Short problem –
Rewrite every line of the entries below as a numbered list, skipping blank lines and leaving the pictures out.
═════ Records for this task
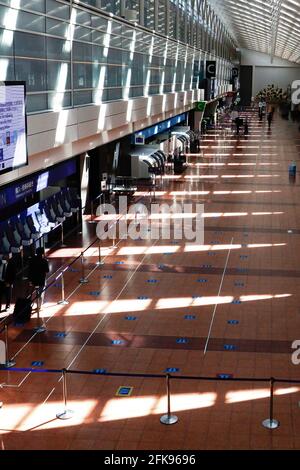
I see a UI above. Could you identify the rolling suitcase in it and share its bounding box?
[12,296,32,323]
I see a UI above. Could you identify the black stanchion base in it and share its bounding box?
[56,410,74,420]
[160,414,178,424]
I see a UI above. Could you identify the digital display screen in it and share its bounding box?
[0,82,28,174]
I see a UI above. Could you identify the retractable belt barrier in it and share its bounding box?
[0,364,300,430]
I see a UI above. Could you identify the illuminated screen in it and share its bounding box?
[0,82,28,174]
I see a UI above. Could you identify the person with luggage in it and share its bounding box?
[267,111,273,129]
[0,258,17,312]
[28,247,49,308]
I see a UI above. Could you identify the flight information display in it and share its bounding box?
[0,82,28,174]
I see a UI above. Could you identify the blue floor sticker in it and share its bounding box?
[224,344,236,351]
[176,338,189,344]
[116,386,133,397]
[93,369,106,374]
══════════
Result –
1. I see a UI above. Could you identify the rolling suitcase in it and share its bounding box?
2. [12,296,32,323]
3. I see a UI above. Could you identify the black stanchion base in it and share its bounding box?
4. [56,410,74,420]
5. [160,414,178,424]
6. I see a UI above. Could you identify the digital display screen in it and share its bounding box?
7. [0,82,28,174]
8. I see a UI above. Could you identify the retractable belt barrier in it and share its bounding box?
9. [0,364,300,430]
10. I see a UI above. Could you identify the illuminated screen in it and share its bounding box?
11. [0,82,28,174]
12. I see a UI above. Could you identify the person with luggage in it and share its bounding box?
13. [267,111,273,129]
14. [0,258,17,312]
15. [28,247,49,308]
16. I see a UI above. Could you identify the flight information display in it and share its bounding box?
17. [0,82,28,174]
18. I see a UI above. Could you identify the blue floor sticker in it and share its bounding box?
19. [224,344,236,351]
20. [176,338,189,344]
21. [116,386,133,397]
22. [93,369,106,374]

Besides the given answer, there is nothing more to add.